--- Problem ---
Copy out the entries from the line containing "Objective — for every instance of the foliage, place" through the last line of the entries, swapping "thickest part" for "widest part" and leaving everything else untouched.

★ ★ ★ ★ ★ ★ ★

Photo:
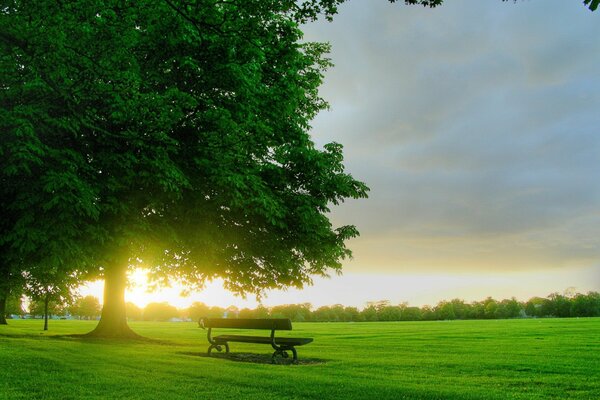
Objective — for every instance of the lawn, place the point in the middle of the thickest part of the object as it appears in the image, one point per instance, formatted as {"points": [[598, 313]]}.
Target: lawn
{"points": [[497, 359]]}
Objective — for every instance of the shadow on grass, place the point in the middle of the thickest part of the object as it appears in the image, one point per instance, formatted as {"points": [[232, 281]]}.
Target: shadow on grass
{"points": [[84, 337], [255, 358]]}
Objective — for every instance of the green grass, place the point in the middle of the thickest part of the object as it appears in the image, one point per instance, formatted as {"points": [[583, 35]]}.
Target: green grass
{"points": [[505, 359]]}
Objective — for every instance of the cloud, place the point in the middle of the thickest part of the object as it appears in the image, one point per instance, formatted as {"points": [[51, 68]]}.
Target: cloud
{"points": [[475, 125]]}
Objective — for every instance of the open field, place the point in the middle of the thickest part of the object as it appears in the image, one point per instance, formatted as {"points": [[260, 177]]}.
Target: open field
{"points": [[498, 359]]}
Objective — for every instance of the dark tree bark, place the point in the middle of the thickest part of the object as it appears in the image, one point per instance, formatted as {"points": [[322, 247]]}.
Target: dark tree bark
{"points": [[46, 302], [3, 308], [113, 321]]}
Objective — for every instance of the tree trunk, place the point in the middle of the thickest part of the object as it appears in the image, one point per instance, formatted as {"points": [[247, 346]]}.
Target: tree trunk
{"points": [[3, 308], [46, 302], [113, 321]]}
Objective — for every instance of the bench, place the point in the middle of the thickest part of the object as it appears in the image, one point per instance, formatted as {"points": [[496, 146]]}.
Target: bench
{"points": [[281, 345]]}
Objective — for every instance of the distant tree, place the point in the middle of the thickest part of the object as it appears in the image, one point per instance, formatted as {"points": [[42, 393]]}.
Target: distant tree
{"points": [[295, 312], [490, 308], [369, 313], [352, 314], [182, 137], [198, 310], [53, 288], [411, 314], [445, 310], [586, 305], [133, 312], [14, 306], [557, 305], [534, 307], [159, 312], [389, 313], [509, 308]]}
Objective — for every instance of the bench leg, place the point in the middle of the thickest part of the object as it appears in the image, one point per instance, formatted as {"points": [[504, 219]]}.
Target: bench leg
{"points": [[283, 353], [219, 347]]}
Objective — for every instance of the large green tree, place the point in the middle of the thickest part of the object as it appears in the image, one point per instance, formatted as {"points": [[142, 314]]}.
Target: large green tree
{"points": [[171, 134], [183, 127]]}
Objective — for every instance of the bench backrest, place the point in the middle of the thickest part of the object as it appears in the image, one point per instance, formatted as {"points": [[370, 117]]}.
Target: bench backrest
{"points": [[248, 323]]}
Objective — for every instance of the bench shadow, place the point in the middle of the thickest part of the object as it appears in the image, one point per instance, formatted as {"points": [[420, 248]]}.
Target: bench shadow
{"points": [[254, 358]]}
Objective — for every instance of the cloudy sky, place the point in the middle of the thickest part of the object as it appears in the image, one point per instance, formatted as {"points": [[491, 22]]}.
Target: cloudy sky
{"points": [[477, 127]]}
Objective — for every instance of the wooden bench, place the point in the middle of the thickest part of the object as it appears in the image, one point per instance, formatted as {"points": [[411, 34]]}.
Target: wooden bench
{"points": [[281, 345]]}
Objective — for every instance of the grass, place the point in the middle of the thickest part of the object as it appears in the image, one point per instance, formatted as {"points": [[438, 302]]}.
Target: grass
{"points": [[498, 359]]}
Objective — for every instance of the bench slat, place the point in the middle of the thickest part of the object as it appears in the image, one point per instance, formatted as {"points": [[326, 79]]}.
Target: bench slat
{"points": [[249, 323], [261, 340]]}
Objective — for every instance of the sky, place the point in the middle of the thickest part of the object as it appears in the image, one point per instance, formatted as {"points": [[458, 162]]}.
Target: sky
{"points": [[475, 125]]}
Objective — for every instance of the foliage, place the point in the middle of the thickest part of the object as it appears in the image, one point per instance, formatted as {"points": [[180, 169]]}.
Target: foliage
{"points": [[14, 306], [555, 305], [169, 134]]}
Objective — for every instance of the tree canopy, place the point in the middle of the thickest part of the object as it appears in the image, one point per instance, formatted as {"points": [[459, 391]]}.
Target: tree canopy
{"points": [[168, 134]]}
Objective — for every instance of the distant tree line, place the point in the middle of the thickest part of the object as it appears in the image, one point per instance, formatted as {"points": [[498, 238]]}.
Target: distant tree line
{"points": [[568, 304]]}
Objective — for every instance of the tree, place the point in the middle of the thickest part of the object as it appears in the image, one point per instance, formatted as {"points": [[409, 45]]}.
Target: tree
{"points": [[46, 286], [187, 128], [87, 307], [171, 135], [159, 312], [132, 311]]}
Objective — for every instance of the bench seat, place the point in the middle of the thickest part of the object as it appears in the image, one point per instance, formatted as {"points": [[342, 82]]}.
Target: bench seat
{"points": [[261, 340], [281, 345]]}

★ ★ ★ ★ ★ ★ ★

--- The response ---
Objective — for every instance of the foliage, place the point in the middle of the widest part of the object as it appears in the image, one point per instance, formatted as {"points": [[180, 169]]}.
Target: foliage
{"points": [[14, 306], [555, 305], [169, 134]]}
Objective — for every instance of the tree canopy, place the point in the middle of the widest part of the object as it appears in the image, one point per instance, formatted as {"points": [[459, 391]]}.
Target: tree canopy
{"points": [[168, 134]]}
Objective — for every instance of the distant tree line, place the point in the middle of the widest part of the object as it appears in the image, one point per instance, formatted as {"points": [[498, 238]]}.
Target: distant tree line
{"points": [[568, 304]]}
Objective — for every instance of the tree, place the point in the middle of the widest part of the object as it appears in the image, one point per instance, formatted as {"points": [[409, 45]]}.
Target: tree
{"points": [[46, 286], [187, 128], [87, 307], [171, 135], [159, 312], [132, 311]]}
Objective — for every instance of the bench seat, place the point in the middle of the widest part of the object as it appears in the image, one point per instance, formatted as {"points": [[342, 82]]}.
Target: bench seat
{"points": [[261, 340], [281, 345]]}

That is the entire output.